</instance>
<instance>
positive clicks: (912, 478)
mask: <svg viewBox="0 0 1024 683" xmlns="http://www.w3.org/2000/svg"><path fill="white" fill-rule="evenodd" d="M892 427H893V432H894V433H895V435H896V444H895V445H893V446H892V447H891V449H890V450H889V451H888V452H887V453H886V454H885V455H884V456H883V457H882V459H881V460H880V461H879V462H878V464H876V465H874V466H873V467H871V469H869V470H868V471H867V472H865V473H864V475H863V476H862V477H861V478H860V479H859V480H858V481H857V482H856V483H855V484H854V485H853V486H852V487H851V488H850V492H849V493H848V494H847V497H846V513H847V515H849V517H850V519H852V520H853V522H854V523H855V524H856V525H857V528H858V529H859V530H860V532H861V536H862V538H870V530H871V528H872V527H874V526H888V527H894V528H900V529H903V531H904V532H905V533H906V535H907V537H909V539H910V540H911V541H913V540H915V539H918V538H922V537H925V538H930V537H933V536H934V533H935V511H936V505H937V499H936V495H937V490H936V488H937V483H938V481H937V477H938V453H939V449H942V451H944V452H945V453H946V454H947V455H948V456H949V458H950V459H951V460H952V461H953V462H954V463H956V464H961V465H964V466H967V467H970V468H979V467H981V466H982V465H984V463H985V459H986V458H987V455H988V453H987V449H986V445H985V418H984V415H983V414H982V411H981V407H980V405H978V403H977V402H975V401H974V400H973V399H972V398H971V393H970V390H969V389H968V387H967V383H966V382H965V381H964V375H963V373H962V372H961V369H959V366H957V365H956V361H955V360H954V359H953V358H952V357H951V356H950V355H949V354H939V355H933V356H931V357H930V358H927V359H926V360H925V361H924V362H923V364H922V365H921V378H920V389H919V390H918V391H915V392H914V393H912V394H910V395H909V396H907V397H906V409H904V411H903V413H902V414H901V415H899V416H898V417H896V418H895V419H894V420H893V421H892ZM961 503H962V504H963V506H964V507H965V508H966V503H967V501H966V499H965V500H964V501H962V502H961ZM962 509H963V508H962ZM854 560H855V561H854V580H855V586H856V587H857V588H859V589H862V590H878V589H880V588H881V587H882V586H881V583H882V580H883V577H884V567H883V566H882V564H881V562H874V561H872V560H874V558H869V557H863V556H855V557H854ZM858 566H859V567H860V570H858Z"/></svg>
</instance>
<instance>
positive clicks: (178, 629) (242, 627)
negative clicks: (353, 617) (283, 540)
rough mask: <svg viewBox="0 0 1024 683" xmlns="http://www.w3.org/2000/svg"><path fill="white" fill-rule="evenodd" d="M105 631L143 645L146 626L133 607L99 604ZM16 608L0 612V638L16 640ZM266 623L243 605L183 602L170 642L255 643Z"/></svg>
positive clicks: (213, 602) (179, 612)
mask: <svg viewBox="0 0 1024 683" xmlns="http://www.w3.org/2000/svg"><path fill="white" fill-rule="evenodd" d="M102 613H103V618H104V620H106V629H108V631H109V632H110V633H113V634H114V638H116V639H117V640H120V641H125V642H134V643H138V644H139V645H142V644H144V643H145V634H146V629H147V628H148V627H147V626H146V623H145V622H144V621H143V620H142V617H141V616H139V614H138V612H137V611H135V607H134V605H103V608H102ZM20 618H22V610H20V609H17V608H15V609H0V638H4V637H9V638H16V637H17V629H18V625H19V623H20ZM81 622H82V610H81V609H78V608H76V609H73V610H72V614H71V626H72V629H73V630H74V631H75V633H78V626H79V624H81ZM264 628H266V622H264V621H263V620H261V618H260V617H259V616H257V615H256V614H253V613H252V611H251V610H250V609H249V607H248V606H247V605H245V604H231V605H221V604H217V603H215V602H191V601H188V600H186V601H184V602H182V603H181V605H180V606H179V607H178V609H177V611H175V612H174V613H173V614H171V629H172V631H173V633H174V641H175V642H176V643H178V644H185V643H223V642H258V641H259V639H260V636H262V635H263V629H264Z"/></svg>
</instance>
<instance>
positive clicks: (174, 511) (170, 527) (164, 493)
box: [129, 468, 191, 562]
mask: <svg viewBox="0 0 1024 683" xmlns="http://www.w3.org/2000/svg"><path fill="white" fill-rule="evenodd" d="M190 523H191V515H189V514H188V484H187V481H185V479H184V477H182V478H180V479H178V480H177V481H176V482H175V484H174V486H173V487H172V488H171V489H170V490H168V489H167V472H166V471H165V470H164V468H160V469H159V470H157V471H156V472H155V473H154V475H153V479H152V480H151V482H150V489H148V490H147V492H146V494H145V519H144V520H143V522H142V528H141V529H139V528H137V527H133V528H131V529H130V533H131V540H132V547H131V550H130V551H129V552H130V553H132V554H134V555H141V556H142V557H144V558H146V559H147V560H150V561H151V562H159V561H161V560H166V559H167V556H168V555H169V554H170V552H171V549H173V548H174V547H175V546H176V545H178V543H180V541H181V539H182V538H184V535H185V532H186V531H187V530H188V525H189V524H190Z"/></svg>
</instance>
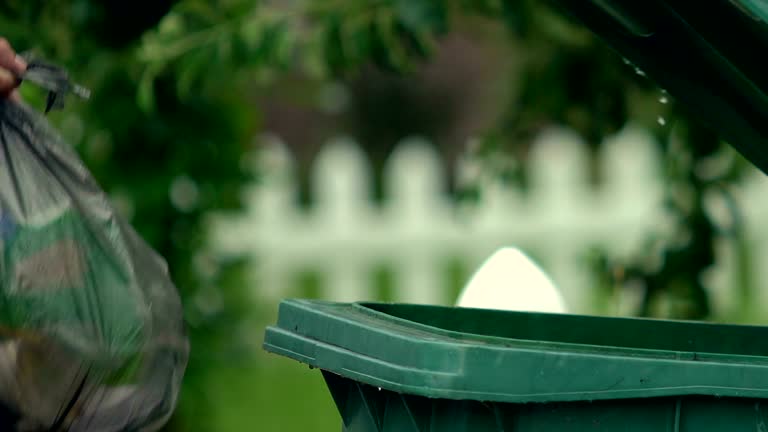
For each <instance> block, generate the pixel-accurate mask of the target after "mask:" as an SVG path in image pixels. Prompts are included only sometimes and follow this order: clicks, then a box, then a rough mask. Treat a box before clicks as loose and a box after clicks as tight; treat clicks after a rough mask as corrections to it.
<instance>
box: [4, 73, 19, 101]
mask: <svg viewBox="0 0 768 432" xmlns="http://www.w3.org/2000/svg"><path fill="white" fill-rule="evenodd" d="M18 82H19V81H18V79H17V78H16V76H15V75H14V74H13V73H11V71H9V70H8V69H4V68H0V94H2V95H3V96H7V95H8V94H10V93H11V91H12V90H13V89H15V88H16V86H17V85H18Z"/></svg>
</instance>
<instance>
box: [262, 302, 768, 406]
mask: <svg viewBox="0 0 768 432" xmlns="http://www.w3.org/2000/svg"><path fill="white" fill-rule="evenodd" d="M766 338H768V327H757V326H740V325H720V324H710V323H702V322H684V321H666V320H653V319H639V318H611V317H595V316H579V315H563V314H545V313H529V312H510V311H496V310H487V309H469V308H466V309H465V308H449V307H440V306H425V305H407V304H383V303H332V302H325V301H319V300H285V301H283V302H282V303H281V305H280V311H279V317H278V322H277V325H275V326H271V327H269V328H268V329H267V332H266V335H265V340H264V348H265V349H266V350H267V351H270V352H273V353H276V354H280V355H283V356H287V357H290V358H293V359H295V360H298V361H300V362H303V363H306V364H309V365H310V366H313V367H317V368H320V369H322V370H325V371H328V372H331V373H334V374H337V375H340V376H344V377H346V378H350V379H353V380H356V381H359V382H362V383H365V384H369V385H371V386H375V387H380V388H384V389H387V390H391V391H395V392H399V393H408V394H413V395H419V396H426V397H432V398H442V399H473V400H480V401H495V402H515V403H522V402H555V401H577V400H606V399H627V398H641V397H653V396H683V395H709V396H723V397H725V396H731V397H752V398H768V346H767V345H765V344H761V343H759V341H762V340H765V339H766Z"/></svg>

## EXERCISE INSTRUCTIONS
Nothing but the lines from the one with "box: [4, 73, 19, 101]" through the end of the data above should be repeated, each exactly as it stands.

## OUTPUT FOR THIS EXERCISE
box: [4, 73, 19, 101]
mask: <svg viewBox="0 0 768 432" xmlns="http://www.w3.org/2000/svg"><path fill="white" fill-rule="evenodd" d="M18 82H19V81H18V79H17V78H16V76H15V75H14V74H13V73H11V71H9V70H8V69H4V68H0V94H2V95H3V96H7V95H8V94H10V93H11V91H12V90H13V89H15V88H16V86H17V85H18Z"/></svg>
</instance>
<instance>
box: [262, 302, 768, 406]
mask: <svg viewBox="0 0 768 432" xmlns="http://www.w3.org/2000/svg"><path fill="white" fill-rule="evenodd" d="M766 338H768V327H757V326H740V325H720V324H710V323H702V322H684V321H666V320H653V319H639V318H611V317H595V316H579V315H563V314H545V313H529V312H510V311H496V310H487V309H469V308H466V309H465V308H449V307H440V306H425V305H407V304H383V303H332V302H325V301H319V300H285V301H283V302H282V303H281V305H280V311H279V317H278V322H277V325H275V326H271V327H269V328H268V329H267V332H266V335H265V340H264V348H265V349H266V350H267V351H270V352H273V353H276V354H280V355H283V356H287V357H290V358H293V359H295V360H298V361H300V362H303V363H306V364H309V365H310V366H313V367H317V368H320V369H322V370H325V371H328V372H331V373H334V374H337V375H340V376H344V377H346V378H350V379H353V380H356V381H359V382H362V383H365V384H369V385H371V386H375V387H380V388H384V389H387V390H391V391H395V392H399V393H408V394H413V395H419V396H426V397H432V398H442V399H473V400H480V401H495V402H515V403H522V402H555V401H577V400H606V399H627V398H641V397H653V396H683V395H709V396H723V397H725V396H731V397H752V398H768V346H767V345H765V344H761V343H759V341H762V340H765V339H766Z"/></svg>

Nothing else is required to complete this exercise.